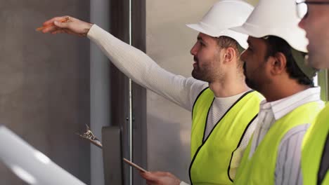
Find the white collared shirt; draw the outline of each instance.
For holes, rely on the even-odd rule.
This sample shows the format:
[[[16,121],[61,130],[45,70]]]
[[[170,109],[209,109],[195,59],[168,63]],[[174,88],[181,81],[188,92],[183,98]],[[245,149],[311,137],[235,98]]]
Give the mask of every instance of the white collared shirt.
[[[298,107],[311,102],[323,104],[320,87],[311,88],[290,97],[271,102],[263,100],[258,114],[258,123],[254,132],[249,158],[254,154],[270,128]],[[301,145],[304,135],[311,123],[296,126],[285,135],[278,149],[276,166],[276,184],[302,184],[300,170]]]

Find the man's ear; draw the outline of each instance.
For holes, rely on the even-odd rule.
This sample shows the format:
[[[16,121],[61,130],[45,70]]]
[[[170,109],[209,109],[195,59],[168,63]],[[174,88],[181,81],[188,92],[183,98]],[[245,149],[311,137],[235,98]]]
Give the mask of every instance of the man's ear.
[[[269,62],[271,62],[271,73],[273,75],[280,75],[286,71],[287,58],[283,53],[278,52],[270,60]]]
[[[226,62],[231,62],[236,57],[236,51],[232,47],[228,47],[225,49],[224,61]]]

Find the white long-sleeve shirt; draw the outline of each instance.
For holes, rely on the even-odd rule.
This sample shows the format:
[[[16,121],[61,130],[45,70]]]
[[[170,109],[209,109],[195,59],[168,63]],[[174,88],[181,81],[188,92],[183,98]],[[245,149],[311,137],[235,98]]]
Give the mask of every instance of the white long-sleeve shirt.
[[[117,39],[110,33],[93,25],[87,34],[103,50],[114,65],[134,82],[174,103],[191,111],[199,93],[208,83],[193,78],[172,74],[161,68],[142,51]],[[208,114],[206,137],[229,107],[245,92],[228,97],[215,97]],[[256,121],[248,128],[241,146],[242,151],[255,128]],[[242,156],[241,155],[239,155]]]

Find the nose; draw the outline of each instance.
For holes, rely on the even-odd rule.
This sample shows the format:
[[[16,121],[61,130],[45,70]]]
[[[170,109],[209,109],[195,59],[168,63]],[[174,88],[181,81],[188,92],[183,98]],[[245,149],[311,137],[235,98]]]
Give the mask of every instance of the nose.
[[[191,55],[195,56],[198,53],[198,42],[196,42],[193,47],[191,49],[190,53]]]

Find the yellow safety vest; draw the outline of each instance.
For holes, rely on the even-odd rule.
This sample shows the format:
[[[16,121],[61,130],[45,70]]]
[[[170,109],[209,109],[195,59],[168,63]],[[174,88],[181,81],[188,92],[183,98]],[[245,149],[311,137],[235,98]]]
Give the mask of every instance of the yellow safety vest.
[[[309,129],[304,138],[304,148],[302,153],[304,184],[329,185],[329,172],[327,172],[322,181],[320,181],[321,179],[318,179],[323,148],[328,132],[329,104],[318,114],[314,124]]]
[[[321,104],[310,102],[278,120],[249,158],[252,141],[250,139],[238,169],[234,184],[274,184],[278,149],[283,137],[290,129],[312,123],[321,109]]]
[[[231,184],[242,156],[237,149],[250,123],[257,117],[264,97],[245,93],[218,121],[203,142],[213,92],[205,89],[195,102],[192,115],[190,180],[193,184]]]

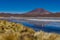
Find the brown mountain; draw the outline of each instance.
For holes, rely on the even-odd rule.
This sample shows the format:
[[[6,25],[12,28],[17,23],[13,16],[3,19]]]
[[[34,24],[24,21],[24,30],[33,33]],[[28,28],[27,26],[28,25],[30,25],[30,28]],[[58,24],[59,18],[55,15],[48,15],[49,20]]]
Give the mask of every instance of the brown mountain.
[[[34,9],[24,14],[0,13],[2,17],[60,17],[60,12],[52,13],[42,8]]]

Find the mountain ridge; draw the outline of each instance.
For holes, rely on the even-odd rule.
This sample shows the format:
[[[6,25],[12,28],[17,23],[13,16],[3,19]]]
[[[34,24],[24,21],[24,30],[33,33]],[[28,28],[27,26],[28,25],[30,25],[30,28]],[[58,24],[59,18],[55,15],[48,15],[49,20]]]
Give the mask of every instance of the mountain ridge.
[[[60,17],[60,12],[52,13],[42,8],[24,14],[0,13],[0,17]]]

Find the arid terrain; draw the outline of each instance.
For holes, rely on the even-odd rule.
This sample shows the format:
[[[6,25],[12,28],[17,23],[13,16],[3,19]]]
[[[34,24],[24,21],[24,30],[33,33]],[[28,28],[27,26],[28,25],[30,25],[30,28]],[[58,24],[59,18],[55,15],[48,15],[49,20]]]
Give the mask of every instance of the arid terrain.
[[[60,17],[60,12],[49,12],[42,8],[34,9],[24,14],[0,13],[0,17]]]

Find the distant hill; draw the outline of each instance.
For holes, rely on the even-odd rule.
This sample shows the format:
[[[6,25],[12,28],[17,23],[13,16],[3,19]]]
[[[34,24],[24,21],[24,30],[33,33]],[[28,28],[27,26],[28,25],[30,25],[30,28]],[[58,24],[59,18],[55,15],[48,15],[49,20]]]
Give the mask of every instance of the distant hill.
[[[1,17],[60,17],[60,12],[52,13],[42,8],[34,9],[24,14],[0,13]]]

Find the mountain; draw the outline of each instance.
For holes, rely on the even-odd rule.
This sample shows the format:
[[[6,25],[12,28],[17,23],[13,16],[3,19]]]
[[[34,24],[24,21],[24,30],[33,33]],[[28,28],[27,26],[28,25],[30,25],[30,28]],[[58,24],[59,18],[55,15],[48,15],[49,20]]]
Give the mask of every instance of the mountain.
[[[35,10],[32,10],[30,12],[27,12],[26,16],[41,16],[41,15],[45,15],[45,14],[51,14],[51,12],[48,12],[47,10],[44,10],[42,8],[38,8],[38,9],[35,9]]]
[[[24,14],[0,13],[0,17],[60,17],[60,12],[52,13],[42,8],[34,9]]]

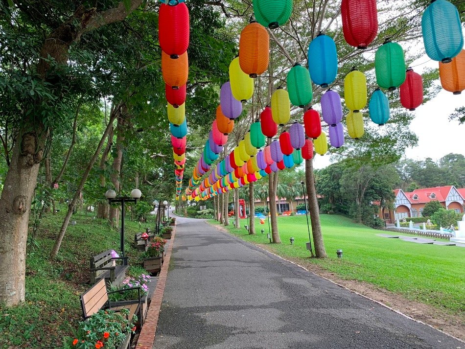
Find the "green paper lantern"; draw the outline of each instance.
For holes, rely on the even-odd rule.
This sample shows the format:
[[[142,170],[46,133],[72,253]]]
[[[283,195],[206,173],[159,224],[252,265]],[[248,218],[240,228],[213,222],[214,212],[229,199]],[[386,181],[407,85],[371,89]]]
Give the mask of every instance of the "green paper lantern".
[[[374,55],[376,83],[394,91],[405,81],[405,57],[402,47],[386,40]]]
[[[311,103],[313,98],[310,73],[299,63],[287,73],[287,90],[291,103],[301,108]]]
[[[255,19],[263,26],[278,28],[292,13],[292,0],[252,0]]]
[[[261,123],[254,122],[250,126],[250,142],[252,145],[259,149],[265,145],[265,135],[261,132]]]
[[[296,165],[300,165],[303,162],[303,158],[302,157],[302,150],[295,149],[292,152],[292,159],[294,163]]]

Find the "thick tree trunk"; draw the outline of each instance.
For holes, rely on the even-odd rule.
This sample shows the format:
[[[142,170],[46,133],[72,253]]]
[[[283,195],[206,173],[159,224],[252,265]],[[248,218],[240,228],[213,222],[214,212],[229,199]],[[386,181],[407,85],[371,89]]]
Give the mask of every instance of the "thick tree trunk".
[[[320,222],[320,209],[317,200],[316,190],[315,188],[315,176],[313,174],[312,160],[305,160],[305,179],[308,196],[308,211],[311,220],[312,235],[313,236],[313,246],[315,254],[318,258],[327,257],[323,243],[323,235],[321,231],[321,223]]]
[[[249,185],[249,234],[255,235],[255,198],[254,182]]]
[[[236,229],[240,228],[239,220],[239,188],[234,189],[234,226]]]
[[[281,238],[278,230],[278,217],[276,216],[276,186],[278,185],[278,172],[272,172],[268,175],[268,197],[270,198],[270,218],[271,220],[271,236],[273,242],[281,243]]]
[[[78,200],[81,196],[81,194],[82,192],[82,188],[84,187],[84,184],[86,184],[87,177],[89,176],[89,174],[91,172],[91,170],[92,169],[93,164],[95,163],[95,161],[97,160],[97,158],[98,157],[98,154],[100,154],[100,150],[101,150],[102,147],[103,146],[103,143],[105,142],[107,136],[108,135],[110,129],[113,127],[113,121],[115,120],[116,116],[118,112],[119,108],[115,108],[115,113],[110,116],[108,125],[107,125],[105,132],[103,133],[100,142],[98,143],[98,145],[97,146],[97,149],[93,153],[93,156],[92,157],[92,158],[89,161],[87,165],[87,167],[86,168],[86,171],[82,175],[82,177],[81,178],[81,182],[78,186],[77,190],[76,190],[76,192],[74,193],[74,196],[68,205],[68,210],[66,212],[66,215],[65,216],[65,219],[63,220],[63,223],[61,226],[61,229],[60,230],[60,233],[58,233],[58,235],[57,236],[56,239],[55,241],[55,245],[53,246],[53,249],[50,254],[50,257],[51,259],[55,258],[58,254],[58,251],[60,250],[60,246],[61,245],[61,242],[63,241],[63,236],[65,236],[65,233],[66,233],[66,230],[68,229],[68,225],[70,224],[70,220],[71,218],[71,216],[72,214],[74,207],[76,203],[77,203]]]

- - - -

WHAT NEEDS TO BE DONE: Change "outline" to "contour" in the part of the listing that opens at its first line and closes with the line containing "Give the mask of every instance of the white collared", leaving every other word unchanged. Reproduce only that part, and leave out the pictures.

EXERCISE ANSWER:
Find the white collared shirt; draw the contour of each instance.
For holes, rely on the even-odd rule.
This sample shows the format:
[[[16,121],[61,130],[45,70]]]
[[[170,109],[209,109],[195,59],[168,63]],[[174,88],[181,81],[188,92],[183,98]],[[245,149],[311,137],[235,98]]]
Give the mask of every instance of the white collared shirt.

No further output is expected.